◆ **Written instruction**: Gather every line below that contains the word "tree", and copy each such line in full. Case counts.

(Pointing dataset excerpts)
▼

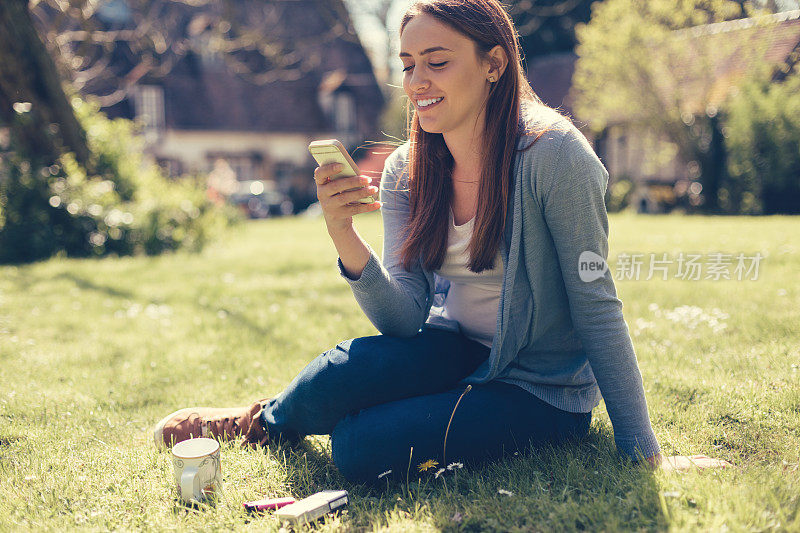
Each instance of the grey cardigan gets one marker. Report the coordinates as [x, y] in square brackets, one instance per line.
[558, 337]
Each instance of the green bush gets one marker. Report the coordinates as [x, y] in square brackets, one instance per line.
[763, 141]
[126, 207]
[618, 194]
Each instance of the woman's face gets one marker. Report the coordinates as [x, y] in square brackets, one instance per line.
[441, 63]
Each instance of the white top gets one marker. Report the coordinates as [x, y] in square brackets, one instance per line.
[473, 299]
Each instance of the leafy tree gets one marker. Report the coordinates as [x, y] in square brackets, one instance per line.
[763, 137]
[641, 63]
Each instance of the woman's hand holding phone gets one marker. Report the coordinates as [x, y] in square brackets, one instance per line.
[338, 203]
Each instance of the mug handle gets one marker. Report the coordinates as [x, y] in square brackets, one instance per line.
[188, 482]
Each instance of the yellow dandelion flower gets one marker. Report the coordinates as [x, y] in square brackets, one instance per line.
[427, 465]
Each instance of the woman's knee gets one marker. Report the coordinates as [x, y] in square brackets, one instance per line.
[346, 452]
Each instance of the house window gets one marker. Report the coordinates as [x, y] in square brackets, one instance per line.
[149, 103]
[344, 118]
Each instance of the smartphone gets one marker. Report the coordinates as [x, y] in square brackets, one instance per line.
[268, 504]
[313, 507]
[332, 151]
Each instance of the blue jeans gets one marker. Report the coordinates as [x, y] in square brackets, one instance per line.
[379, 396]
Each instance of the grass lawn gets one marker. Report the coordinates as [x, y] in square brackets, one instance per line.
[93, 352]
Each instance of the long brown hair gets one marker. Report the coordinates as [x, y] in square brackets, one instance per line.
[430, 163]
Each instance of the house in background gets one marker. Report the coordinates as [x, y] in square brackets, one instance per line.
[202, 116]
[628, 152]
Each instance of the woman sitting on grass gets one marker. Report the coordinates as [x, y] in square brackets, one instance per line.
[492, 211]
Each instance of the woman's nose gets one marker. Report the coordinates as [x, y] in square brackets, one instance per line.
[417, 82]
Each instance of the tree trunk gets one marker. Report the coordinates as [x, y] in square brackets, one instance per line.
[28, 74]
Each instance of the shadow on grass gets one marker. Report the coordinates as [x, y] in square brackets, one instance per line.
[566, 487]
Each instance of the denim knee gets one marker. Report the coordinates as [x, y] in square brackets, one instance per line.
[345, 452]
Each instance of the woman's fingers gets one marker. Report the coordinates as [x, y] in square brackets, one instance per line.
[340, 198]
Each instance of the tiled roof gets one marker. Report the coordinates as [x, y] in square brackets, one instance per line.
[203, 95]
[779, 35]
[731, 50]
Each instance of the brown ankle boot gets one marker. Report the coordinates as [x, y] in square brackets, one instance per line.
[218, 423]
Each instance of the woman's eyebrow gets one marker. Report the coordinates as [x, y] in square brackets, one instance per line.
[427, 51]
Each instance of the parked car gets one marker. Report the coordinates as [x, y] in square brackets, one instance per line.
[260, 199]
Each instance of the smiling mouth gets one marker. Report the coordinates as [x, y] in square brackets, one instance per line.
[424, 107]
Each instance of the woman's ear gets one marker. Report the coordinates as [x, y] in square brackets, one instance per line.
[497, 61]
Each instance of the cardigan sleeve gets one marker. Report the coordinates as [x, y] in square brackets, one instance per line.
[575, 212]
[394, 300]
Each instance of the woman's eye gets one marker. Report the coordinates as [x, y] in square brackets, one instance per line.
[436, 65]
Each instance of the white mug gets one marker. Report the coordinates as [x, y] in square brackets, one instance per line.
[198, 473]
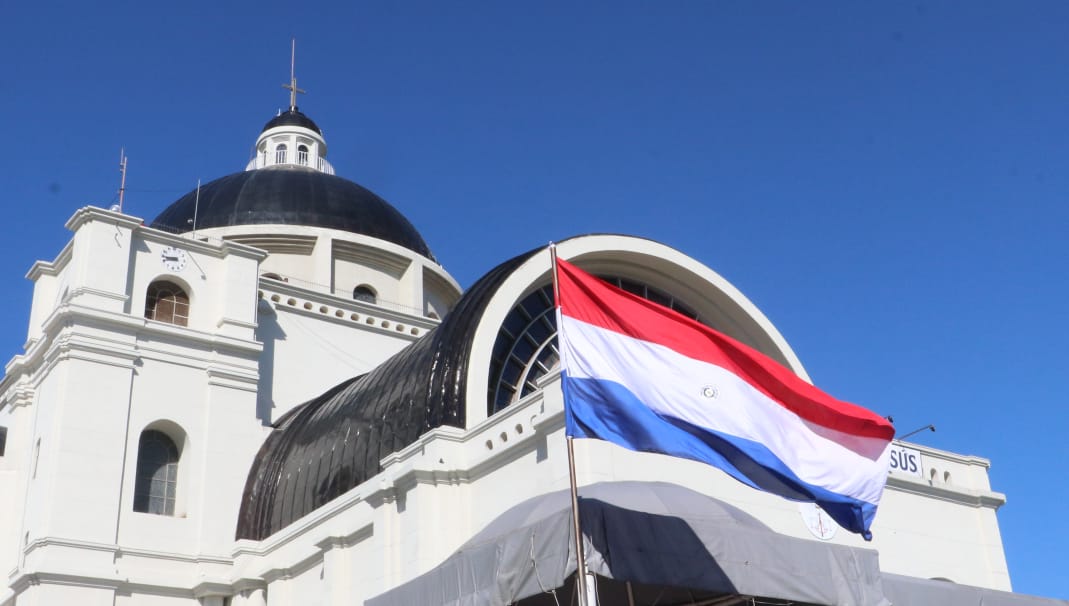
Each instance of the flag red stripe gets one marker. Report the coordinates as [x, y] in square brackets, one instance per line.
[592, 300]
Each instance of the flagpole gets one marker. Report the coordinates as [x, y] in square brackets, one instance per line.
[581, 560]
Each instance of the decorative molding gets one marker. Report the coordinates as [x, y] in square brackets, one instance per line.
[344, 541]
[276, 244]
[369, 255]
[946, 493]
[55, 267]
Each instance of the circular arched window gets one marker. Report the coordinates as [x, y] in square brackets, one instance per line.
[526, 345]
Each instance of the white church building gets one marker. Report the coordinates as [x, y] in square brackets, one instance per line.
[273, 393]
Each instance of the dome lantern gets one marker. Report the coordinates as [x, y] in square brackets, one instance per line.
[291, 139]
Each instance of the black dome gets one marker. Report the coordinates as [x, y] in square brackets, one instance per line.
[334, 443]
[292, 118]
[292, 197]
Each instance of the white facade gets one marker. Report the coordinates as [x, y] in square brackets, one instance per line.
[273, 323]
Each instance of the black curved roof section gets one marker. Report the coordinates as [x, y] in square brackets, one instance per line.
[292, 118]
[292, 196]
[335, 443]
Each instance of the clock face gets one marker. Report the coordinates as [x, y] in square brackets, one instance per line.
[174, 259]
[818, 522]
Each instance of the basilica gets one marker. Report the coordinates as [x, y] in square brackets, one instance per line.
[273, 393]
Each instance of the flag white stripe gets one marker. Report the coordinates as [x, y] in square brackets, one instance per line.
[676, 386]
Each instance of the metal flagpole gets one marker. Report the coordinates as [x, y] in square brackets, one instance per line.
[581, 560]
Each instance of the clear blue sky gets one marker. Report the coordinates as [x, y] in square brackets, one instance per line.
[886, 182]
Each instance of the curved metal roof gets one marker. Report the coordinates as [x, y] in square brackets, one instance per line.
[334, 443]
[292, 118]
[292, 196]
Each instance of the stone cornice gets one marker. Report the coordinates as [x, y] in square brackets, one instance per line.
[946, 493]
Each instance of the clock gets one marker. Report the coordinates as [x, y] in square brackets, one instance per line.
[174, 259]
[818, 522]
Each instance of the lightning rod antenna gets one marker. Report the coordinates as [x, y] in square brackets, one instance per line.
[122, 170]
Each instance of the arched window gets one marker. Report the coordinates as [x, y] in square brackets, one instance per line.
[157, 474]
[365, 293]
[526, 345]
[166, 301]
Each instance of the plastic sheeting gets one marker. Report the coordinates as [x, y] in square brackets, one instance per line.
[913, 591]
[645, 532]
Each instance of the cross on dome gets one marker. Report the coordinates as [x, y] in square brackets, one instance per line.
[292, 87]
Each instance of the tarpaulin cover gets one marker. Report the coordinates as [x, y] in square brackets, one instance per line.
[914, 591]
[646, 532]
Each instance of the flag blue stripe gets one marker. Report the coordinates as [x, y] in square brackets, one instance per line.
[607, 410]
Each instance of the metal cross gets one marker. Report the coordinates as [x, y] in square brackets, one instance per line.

▲
▼

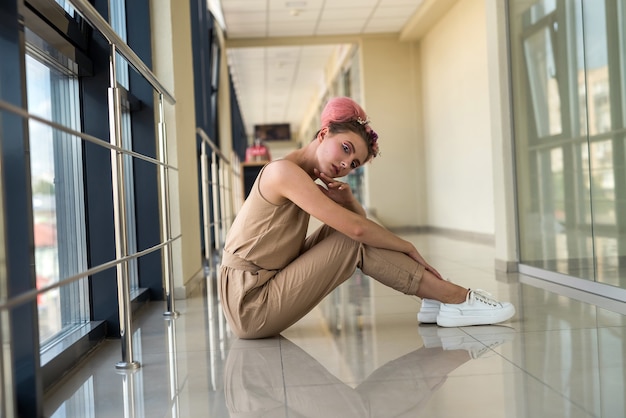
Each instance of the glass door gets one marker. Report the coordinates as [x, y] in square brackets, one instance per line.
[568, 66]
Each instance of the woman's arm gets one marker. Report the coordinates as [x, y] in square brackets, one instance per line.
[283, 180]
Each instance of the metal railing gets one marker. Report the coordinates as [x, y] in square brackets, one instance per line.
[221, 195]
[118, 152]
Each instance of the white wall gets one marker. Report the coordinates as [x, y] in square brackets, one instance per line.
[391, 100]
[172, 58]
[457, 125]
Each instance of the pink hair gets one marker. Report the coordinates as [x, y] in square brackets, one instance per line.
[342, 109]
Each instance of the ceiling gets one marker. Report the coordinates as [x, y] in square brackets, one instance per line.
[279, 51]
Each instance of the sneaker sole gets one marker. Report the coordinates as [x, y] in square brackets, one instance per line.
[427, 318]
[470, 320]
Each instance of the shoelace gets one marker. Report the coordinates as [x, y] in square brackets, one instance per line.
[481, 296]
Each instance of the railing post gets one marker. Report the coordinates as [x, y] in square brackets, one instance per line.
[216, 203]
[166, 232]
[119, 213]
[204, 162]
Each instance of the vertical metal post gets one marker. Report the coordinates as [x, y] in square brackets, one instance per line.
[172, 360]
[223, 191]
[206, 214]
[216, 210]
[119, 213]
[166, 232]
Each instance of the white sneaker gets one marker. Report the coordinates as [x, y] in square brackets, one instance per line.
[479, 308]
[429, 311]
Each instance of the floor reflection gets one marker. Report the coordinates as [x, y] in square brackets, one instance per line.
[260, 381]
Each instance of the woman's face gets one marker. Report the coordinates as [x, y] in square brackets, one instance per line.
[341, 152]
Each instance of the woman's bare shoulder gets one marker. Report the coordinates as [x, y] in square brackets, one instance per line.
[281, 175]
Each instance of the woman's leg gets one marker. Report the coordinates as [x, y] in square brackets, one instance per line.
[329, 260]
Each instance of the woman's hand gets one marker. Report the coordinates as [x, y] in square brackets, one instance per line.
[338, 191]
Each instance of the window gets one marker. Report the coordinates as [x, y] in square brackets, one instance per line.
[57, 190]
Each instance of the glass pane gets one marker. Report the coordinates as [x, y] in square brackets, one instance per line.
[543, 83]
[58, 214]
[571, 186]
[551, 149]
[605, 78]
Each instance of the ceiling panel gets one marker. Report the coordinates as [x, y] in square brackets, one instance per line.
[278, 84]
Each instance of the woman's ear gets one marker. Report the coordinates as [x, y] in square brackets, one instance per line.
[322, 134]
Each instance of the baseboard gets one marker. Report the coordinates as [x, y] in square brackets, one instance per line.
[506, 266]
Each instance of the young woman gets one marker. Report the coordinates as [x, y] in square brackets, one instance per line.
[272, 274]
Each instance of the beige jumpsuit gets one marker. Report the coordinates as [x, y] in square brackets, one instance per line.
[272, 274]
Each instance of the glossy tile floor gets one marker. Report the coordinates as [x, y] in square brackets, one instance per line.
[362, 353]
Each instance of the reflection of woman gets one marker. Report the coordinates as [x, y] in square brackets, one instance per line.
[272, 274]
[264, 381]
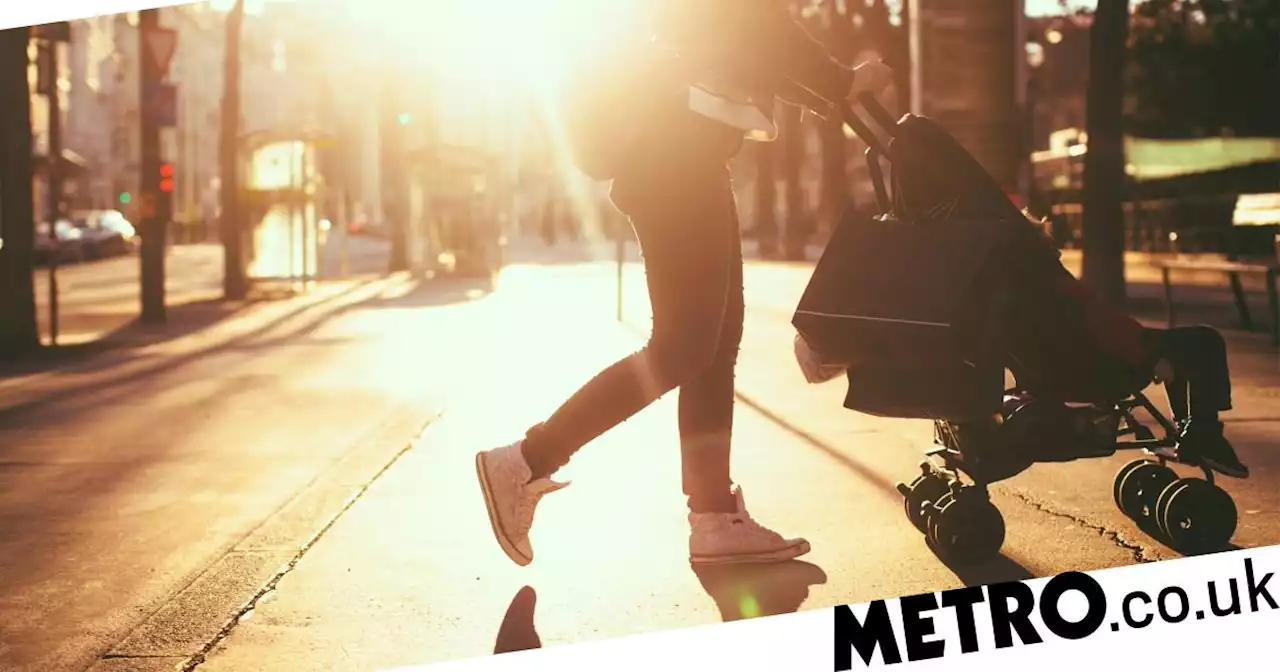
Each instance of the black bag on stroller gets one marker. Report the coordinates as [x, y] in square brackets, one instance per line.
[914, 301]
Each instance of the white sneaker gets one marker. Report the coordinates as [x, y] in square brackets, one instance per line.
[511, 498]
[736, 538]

▲
▼

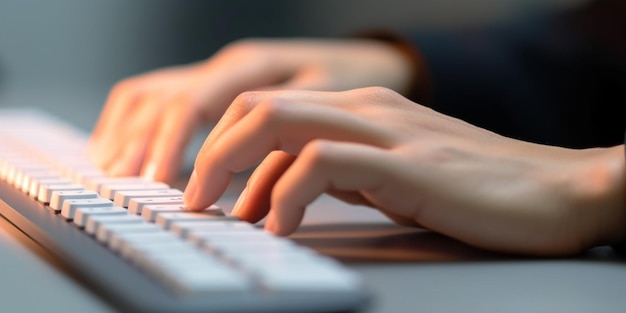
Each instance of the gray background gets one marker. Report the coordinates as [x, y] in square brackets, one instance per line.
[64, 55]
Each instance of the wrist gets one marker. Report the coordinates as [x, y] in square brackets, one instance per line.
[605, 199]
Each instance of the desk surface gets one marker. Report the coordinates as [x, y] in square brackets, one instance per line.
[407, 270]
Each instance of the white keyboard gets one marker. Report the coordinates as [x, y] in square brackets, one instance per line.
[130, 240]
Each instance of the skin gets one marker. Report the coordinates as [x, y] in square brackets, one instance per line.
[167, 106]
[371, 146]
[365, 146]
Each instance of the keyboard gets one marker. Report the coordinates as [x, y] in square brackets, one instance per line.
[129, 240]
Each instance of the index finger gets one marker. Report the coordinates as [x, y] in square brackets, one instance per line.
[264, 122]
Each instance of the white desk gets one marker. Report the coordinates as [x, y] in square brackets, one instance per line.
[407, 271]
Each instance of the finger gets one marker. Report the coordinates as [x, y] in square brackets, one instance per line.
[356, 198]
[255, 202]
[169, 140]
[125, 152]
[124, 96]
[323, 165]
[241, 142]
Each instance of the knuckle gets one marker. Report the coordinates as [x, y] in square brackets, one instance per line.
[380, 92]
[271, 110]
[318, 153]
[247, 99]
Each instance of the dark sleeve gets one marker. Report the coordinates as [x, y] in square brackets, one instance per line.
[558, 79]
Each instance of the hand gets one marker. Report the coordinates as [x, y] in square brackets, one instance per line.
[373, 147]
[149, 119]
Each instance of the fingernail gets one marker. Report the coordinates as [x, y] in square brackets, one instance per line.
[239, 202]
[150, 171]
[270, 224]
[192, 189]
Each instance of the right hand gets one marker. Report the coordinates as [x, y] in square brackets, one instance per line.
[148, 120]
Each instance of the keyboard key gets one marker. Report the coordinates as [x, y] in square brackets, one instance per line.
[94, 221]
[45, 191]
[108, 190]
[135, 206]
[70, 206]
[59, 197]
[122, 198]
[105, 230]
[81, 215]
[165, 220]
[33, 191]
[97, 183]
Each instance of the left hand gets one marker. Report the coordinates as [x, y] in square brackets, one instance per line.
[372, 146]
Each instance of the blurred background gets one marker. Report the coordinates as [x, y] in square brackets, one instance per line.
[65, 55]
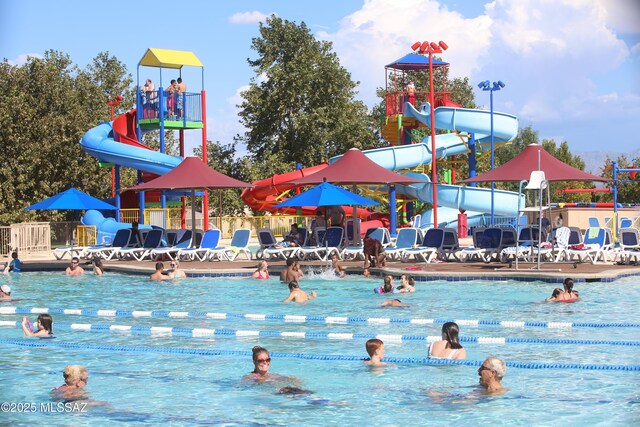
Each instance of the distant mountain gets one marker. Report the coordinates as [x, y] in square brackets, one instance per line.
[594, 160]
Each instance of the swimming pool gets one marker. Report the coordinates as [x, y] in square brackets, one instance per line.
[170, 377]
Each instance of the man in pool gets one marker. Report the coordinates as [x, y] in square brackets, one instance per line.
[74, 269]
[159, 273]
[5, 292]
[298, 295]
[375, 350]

▲

◆ **Final answer**:
Each instance of the leafy tree gets one marker. Report the coordinates as [x, y] in square brackets, one instance per line.
Each instance of the tree trunk gets one marker. Report the coordinates as [x, y] in square brackets, one instance per line.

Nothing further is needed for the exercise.